**EXTRACT:**
=======

An exceptionally creepy visit to the spirit world
Ten minutes into Midwinter of the Spirit (ITV), already gripped by its unusual blend of crime drama and the supernatural, I was thinking it’s a wonder that no one has adapted Phil Rickman’s books for television before now. He’s hardly a household name but ever since 1998 his wonderfully original series of novels featuring Merrily Watkins, an Anglican vicar distinguished by being not only a widowed single mother but also a “deliverance minister” (or, in crude terms, an exorcist), have been favourites of both the crime and horror cognoscenti.
In this surprisingly faithful adaptation, by Stephen Volk, it was easy to see why. For one thing
Midwinter of the Spirit managed to be exceptionally creepy without ever venturing beyond the bounds of the credible, let alone (apart from an illjudged and overcooked opening sequence) into the gory.

=======

**SET OF TASKS:**
**1.** In the review of Midwinter of the Spirit, who made the television adaptation?
**2.** Write out everything in the review from "In this surprisingly" down to "into the gory.".
The listing has no connection to the review.

=======

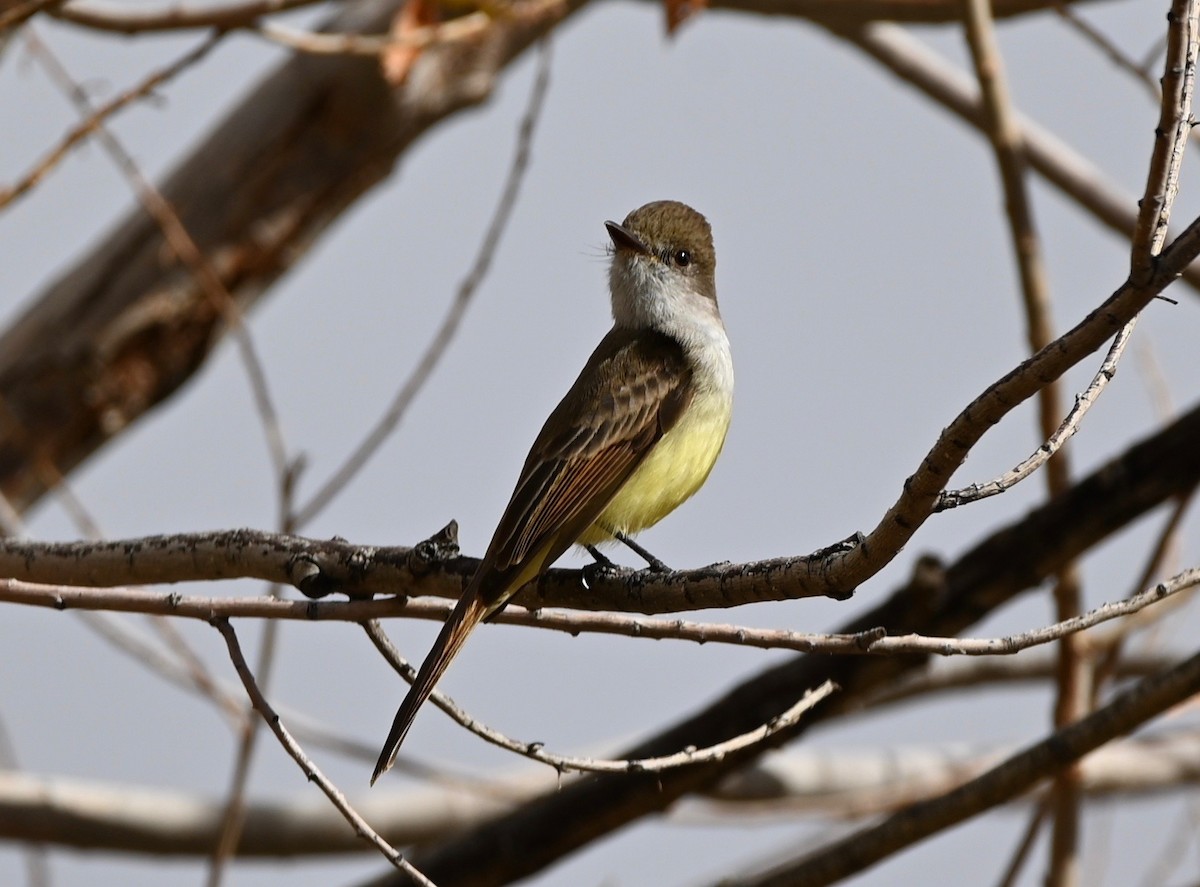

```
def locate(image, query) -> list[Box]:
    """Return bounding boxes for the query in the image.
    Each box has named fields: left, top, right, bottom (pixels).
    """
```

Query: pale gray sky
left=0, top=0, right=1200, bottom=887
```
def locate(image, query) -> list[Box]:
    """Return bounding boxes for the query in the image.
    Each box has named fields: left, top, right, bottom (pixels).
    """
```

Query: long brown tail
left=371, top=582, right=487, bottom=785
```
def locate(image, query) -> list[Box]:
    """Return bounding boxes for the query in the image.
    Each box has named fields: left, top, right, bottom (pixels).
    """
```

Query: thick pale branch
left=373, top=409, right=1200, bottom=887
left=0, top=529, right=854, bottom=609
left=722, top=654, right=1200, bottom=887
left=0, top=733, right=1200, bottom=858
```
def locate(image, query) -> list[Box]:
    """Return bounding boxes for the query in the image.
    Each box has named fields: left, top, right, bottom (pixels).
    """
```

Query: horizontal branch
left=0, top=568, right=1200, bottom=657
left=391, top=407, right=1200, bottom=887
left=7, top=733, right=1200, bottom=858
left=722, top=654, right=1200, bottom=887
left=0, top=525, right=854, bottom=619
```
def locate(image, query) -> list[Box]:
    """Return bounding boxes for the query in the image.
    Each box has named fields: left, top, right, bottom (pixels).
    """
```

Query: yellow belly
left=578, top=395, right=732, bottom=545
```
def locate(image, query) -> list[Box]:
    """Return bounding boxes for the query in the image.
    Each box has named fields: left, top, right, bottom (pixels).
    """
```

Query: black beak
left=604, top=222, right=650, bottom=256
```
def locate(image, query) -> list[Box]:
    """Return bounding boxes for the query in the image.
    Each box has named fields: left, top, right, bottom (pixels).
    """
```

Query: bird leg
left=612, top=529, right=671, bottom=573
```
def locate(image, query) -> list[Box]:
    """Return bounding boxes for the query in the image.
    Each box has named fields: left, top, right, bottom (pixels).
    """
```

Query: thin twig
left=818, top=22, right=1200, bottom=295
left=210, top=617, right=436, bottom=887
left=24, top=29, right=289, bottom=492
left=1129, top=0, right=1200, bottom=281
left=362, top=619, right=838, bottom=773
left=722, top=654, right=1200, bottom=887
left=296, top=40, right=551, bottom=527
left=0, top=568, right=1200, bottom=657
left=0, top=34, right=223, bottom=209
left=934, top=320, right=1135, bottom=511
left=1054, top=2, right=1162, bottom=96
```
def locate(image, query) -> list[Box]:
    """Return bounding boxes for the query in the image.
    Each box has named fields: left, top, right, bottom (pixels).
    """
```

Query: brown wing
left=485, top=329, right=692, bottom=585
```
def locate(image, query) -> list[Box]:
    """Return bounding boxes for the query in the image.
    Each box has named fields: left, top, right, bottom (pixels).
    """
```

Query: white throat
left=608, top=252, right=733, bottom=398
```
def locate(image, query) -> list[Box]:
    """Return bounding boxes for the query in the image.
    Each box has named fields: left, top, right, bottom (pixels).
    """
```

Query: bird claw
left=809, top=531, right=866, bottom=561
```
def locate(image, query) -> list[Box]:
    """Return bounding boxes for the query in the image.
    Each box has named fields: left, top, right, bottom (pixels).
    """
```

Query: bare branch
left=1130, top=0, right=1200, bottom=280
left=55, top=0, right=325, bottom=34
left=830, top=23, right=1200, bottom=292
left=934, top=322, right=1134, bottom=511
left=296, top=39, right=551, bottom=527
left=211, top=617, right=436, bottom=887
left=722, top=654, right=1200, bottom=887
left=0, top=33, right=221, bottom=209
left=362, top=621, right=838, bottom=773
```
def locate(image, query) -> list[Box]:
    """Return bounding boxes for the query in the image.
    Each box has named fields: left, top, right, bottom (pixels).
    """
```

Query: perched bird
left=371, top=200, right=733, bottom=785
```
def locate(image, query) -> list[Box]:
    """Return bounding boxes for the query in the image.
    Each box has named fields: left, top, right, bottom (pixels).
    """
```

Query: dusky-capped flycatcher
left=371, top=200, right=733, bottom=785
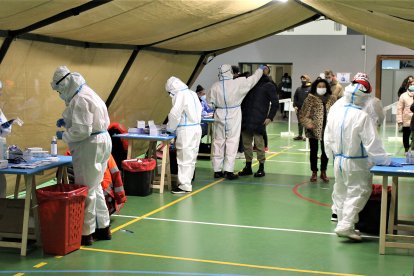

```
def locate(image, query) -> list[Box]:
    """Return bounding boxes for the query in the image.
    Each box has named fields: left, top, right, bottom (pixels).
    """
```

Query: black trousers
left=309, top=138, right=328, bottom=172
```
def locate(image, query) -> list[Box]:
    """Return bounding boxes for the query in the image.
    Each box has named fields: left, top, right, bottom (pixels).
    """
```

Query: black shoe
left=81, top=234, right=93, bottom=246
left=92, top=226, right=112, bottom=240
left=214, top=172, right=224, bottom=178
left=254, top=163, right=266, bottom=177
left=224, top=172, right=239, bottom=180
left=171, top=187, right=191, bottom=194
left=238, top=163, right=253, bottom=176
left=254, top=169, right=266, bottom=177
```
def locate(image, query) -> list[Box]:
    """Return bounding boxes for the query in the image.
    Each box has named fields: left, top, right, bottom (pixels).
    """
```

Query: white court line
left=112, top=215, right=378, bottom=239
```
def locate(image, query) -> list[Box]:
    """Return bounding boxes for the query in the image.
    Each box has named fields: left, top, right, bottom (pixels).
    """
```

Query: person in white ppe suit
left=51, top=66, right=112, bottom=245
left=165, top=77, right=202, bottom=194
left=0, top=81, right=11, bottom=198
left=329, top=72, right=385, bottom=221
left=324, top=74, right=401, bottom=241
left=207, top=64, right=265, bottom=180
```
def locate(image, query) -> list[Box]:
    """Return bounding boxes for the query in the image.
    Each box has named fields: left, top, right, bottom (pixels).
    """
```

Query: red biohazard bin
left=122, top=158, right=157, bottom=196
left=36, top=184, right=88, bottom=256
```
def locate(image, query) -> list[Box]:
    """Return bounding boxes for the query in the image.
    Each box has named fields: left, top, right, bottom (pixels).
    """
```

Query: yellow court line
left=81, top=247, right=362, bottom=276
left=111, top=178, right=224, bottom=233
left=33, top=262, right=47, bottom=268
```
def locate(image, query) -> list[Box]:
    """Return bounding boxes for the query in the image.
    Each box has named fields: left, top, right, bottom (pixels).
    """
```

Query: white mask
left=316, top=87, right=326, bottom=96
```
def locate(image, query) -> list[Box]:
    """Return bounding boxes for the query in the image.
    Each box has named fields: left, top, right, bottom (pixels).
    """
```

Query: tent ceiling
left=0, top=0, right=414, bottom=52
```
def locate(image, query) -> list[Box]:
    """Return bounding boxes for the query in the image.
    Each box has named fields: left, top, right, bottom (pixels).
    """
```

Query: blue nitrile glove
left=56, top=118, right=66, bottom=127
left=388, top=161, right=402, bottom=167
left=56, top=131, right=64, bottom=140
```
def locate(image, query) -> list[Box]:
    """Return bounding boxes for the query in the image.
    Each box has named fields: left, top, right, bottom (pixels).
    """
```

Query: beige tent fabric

=======

**REPLIES:**
**1.** Stephen Volk

**2.**
In this surprisingly faithful adaptation, by Stephen Volk, it was easy to see why. For one thing
Midwinter of the Spirit managed to be exceptionally creepy without ever venturing beyond the bounds of the credible, let alone (apart from an illjudged and overcooked opening sequence) into the gory.